- [Work to be completed]
Gather every line of the records below that contains the string "dark", matching case exactly.
— Start Listing —
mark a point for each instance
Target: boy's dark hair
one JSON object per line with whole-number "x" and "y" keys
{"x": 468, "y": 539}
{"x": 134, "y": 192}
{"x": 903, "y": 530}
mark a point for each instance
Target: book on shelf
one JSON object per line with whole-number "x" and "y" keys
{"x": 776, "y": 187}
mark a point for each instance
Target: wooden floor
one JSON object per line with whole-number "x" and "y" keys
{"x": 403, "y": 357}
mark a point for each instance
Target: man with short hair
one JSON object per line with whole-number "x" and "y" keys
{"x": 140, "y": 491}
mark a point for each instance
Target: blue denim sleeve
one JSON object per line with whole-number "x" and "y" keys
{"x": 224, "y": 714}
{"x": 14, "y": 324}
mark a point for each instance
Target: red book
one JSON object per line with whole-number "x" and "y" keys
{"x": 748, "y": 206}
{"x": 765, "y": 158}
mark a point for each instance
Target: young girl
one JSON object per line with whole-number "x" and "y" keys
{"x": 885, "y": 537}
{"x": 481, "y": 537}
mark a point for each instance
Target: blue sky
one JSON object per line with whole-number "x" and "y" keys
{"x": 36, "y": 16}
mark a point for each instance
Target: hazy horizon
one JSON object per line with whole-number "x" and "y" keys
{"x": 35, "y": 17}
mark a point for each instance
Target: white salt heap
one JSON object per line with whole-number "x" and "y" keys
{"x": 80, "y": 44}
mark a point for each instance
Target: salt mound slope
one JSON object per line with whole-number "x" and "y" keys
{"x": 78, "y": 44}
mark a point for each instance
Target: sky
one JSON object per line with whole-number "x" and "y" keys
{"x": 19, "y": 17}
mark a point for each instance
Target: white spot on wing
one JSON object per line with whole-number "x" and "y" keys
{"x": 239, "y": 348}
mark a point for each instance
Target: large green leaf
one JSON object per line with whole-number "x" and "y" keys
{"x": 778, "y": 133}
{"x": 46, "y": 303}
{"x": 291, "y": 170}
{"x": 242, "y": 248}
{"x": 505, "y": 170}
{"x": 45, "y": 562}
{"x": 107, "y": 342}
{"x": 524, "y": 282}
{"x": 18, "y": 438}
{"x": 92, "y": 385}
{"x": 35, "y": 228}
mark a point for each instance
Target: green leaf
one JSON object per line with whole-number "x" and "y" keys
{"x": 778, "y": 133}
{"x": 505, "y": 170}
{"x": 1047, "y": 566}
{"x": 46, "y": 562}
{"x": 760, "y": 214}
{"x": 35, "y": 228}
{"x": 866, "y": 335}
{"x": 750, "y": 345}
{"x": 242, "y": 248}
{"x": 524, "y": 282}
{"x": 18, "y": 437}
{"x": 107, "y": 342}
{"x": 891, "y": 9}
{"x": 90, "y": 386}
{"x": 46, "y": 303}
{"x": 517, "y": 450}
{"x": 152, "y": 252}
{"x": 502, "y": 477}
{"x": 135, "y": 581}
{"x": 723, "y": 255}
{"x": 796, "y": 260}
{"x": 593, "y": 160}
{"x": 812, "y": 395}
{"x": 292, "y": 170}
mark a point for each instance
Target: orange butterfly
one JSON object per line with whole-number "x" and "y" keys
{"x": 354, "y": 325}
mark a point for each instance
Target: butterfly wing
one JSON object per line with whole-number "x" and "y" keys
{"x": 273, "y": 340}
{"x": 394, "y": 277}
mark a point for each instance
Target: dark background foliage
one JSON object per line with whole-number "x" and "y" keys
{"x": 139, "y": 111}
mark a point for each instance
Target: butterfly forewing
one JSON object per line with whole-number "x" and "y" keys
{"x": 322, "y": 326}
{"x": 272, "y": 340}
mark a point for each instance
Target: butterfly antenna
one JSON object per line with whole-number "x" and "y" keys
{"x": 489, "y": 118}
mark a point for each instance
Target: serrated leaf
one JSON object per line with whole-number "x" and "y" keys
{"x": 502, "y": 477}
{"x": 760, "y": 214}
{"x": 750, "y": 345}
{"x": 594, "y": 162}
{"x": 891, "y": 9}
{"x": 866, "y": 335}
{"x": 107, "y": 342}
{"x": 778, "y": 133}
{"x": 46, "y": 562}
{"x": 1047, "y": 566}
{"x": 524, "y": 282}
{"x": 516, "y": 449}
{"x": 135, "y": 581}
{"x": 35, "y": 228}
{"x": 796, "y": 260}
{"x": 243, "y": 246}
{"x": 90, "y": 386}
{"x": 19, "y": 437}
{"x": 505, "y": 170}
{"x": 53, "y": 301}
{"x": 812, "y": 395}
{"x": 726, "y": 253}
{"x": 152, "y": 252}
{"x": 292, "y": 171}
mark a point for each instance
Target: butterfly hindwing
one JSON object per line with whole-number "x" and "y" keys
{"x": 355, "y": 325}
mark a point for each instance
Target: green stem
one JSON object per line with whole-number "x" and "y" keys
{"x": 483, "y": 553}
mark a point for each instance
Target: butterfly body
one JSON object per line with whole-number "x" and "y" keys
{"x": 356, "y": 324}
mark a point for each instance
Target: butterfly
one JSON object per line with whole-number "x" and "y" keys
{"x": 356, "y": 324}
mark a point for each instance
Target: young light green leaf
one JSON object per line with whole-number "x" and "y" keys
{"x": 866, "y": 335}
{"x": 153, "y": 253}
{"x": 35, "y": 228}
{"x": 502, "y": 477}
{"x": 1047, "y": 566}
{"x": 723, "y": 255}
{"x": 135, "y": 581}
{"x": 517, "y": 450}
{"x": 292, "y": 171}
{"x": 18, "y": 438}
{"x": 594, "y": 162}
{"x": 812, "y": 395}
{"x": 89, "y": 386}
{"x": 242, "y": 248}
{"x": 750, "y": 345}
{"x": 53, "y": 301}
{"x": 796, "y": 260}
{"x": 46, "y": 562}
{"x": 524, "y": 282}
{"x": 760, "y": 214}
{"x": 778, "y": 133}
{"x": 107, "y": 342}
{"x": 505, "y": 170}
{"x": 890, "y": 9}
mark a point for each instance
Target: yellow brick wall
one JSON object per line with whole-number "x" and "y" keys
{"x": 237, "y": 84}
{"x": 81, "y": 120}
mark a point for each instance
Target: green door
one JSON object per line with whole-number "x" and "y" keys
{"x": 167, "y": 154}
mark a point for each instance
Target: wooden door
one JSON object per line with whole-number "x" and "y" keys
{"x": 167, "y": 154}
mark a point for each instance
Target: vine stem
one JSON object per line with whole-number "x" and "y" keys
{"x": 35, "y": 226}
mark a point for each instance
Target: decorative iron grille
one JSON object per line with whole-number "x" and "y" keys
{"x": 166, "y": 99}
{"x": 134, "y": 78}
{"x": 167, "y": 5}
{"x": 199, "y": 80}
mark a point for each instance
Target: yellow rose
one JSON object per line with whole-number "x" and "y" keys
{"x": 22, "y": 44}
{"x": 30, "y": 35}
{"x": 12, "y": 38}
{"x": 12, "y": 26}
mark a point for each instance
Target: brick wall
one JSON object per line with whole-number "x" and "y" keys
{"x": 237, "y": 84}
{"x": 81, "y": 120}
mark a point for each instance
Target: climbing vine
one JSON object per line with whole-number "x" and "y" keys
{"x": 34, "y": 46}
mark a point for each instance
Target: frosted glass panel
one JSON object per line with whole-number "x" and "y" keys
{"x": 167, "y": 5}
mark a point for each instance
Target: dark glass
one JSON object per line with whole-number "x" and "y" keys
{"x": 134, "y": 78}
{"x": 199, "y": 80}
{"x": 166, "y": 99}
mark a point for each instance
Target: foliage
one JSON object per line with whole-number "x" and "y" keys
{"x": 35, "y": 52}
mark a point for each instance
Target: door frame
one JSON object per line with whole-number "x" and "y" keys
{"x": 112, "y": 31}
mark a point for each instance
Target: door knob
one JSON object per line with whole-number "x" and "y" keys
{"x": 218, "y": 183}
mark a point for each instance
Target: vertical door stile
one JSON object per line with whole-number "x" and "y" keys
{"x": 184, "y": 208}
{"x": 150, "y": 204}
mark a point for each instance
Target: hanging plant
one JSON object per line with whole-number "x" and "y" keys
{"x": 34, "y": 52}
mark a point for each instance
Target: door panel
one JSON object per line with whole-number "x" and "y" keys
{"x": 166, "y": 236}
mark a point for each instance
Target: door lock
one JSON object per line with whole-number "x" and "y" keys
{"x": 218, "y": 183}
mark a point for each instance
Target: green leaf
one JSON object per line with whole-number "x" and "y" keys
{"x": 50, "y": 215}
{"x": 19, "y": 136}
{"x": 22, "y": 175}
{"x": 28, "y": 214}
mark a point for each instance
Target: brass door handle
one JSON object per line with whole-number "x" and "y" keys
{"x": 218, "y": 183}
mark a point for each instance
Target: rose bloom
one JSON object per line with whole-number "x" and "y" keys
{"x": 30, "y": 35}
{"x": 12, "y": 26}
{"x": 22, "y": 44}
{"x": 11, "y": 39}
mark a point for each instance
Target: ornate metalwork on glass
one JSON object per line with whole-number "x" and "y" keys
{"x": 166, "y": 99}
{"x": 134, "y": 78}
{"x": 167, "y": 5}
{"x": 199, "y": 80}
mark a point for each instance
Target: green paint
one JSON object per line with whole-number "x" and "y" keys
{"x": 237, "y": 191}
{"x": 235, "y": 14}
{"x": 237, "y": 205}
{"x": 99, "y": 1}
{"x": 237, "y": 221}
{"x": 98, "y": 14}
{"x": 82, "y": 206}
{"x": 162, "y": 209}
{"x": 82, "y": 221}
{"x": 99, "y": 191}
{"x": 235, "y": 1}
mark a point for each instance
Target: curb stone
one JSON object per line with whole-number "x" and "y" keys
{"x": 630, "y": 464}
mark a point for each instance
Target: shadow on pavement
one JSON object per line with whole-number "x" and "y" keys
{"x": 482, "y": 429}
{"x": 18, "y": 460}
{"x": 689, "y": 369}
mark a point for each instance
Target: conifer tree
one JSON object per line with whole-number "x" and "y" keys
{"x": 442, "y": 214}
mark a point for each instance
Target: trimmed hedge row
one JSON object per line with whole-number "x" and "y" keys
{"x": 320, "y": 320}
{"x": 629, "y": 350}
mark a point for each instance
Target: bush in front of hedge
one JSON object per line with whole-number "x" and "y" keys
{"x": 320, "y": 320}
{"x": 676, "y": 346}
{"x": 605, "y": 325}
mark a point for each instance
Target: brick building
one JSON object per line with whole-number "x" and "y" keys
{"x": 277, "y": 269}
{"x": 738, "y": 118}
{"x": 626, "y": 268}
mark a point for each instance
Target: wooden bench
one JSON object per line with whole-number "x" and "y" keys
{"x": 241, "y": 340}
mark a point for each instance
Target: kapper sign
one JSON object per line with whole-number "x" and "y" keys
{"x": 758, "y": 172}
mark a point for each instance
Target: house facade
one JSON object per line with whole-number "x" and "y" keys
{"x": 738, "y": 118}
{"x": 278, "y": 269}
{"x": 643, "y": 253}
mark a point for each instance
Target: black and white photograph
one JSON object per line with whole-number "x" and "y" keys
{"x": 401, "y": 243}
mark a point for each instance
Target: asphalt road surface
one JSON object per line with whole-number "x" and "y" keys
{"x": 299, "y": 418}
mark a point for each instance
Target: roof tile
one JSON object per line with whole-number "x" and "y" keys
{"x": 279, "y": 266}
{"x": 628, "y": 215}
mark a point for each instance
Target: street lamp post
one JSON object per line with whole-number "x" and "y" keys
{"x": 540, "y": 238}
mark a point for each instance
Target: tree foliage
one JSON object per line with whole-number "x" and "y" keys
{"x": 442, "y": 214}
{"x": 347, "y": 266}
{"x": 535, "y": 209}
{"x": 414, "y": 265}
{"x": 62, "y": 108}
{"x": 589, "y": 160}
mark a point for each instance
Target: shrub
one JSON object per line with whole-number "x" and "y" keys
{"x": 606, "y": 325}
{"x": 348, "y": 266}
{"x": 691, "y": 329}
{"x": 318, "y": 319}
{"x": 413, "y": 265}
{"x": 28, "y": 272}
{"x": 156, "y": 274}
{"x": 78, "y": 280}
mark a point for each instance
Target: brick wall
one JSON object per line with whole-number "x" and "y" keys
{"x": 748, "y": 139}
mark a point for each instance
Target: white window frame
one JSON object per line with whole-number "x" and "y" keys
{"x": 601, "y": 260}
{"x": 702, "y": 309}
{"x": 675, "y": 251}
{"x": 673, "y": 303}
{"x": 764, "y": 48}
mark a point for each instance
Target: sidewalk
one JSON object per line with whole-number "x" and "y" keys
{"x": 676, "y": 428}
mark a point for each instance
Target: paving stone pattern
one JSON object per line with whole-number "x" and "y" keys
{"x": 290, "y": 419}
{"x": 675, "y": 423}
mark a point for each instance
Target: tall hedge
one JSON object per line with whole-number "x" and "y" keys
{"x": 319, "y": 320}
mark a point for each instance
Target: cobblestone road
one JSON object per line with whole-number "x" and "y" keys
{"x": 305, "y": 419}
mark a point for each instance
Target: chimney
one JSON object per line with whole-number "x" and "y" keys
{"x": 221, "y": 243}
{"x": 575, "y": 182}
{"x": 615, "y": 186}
— End Listing —
- [Solution to this task]
Target: boy's dark hair
Target: dark background foliage
Target: dark glass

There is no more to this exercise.